**Written task 1**.
Translate this sentence from the birthday post into Spanish: "The Indian Subcontinent may have become ‘independent’ of British rule in 1947, but our very own Indian souls still yearned for this connection to Britain."

**Selected extract**.

□ □ □

Happy Birthday Uncle Amin!
Note: This post to Uncle Amin will remain only until August 15, 2014 and then be removed from this site.
My dearest Uncle Amin,
I find it so interesting that your birthday on August 15th, falls on Indian Independence Day.
India may have become ‘independent’ from the British in 1947, but have we, as an Indian diaspora, ever really become ‘independent’ from our ‘Britishness’?
It used to be said that the British Empire was won on the playing fields of English public schools such as Eton. Consider that decades after Indian Independence in 1947, your son Feisal attended Cranleigh School, and Uncle Nurdin’s daughter Farah attended Roedean School.
The Indian Subcontinent may have become ‘independent’ of British rule in 1947, but our very own Indian souls still yearned for this connection to Britain.
Those who are conquered,’ wrote the philosopher Ibn Khaldun in the 14th century, ‘always want to imitate the conquerer in his main characteristics – his clothing, his crafts, and all his distinct traits and customs’.

□ □ □

**Written task 2**.
Rewrite the lines of the records from the line with "Each instance of the dry shrub" up to and including the line with "124), (238, 127)]", putting "dead bush" in place of "dry shrub" and changing nothing else. Give only those lines.

□ □ □

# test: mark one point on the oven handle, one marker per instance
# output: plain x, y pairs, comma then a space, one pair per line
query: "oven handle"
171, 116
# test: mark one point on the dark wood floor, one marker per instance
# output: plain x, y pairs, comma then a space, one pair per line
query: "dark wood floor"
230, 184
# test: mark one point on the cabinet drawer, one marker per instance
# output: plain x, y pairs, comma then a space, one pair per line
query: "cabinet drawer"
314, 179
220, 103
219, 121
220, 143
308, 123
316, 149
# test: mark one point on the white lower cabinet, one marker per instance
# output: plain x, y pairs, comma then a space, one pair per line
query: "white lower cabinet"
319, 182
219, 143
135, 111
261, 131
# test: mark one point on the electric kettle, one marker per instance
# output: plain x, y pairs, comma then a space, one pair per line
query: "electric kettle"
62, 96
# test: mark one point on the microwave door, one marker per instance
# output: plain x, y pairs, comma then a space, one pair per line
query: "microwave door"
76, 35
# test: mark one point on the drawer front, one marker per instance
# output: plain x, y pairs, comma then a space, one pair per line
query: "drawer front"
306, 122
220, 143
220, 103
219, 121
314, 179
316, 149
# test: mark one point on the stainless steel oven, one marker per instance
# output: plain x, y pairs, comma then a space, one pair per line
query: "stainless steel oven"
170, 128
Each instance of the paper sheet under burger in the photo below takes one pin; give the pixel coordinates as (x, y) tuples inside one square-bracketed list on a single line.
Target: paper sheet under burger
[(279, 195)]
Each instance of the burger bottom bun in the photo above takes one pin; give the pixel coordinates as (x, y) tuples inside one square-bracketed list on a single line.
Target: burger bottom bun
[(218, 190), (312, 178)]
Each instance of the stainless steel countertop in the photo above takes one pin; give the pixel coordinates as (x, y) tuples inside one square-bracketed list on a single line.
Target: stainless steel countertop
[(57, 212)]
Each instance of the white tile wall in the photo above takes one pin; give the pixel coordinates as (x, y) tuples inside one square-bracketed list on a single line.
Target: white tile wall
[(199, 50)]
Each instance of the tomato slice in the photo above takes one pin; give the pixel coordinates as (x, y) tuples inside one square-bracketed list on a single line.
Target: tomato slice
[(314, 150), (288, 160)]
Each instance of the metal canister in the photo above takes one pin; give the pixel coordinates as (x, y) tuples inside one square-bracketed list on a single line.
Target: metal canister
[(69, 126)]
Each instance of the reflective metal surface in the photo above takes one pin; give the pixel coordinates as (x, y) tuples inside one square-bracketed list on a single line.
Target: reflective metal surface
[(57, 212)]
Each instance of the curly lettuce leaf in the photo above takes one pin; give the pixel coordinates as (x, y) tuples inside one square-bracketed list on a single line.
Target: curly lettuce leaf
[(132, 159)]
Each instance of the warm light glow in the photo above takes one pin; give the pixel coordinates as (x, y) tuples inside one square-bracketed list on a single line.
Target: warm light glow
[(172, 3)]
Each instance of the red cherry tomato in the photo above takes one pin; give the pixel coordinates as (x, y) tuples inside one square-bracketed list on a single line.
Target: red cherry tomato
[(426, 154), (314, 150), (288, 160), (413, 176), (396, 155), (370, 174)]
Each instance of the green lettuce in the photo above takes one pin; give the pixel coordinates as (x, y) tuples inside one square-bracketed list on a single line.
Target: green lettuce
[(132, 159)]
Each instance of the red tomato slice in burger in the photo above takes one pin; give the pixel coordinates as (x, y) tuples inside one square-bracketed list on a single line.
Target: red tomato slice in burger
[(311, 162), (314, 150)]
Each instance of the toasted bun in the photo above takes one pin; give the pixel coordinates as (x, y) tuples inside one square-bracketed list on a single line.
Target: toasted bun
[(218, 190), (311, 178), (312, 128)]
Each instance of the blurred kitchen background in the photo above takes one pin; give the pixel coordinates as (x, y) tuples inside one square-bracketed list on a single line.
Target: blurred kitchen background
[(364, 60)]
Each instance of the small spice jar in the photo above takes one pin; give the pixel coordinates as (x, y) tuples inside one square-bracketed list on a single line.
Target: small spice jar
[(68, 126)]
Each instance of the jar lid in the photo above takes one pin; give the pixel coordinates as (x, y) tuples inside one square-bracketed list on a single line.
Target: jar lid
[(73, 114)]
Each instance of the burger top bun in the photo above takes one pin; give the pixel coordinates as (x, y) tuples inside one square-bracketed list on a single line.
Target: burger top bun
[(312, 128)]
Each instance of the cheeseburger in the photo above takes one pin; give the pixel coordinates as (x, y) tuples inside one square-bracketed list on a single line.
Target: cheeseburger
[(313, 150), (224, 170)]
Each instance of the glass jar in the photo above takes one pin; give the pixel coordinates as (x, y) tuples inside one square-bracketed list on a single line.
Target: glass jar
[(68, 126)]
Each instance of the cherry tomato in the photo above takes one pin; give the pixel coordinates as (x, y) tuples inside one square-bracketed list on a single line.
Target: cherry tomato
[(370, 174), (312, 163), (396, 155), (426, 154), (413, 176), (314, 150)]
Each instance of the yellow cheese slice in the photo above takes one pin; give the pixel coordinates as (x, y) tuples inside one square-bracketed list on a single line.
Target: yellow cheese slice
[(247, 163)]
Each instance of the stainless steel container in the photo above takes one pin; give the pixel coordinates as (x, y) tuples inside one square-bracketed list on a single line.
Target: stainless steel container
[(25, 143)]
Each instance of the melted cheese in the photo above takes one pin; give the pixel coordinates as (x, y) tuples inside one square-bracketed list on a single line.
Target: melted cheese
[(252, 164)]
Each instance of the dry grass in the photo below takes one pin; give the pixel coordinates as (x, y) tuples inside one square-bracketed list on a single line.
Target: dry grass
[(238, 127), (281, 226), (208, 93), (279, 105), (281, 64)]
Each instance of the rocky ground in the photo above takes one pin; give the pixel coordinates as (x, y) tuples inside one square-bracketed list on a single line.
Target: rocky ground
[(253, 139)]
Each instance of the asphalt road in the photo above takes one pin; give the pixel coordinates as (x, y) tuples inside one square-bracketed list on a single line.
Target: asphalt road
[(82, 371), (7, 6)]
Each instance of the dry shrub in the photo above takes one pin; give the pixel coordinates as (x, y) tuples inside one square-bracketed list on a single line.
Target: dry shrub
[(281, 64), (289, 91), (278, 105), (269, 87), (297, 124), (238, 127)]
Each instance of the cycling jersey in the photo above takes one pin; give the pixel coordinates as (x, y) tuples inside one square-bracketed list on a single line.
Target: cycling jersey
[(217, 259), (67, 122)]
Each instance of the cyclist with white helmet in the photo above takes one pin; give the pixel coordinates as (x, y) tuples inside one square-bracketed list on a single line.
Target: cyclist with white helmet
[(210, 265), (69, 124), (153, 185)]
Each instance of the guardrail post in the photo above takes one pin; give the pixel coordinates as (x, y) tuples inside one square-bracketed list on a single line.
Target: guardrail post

□ □ □

**Final result 1**.
Puede que el subcontinente indio se volviera ‘independiente’ del dominio británico en 1947, pero nuestras propias almas indias aún anhelaban esta conexión con Gran Bretaña.

**Final result 2**.
Each instance of the dead bush in the photo above takes one pin; give the pixel coordinates as (x, y) tuples inside one square-bracketed list on a single line.
Target: dead bush
[(281, 64), (289, 91), (278, 105), (269, 87), (297, 124), (238, 127)]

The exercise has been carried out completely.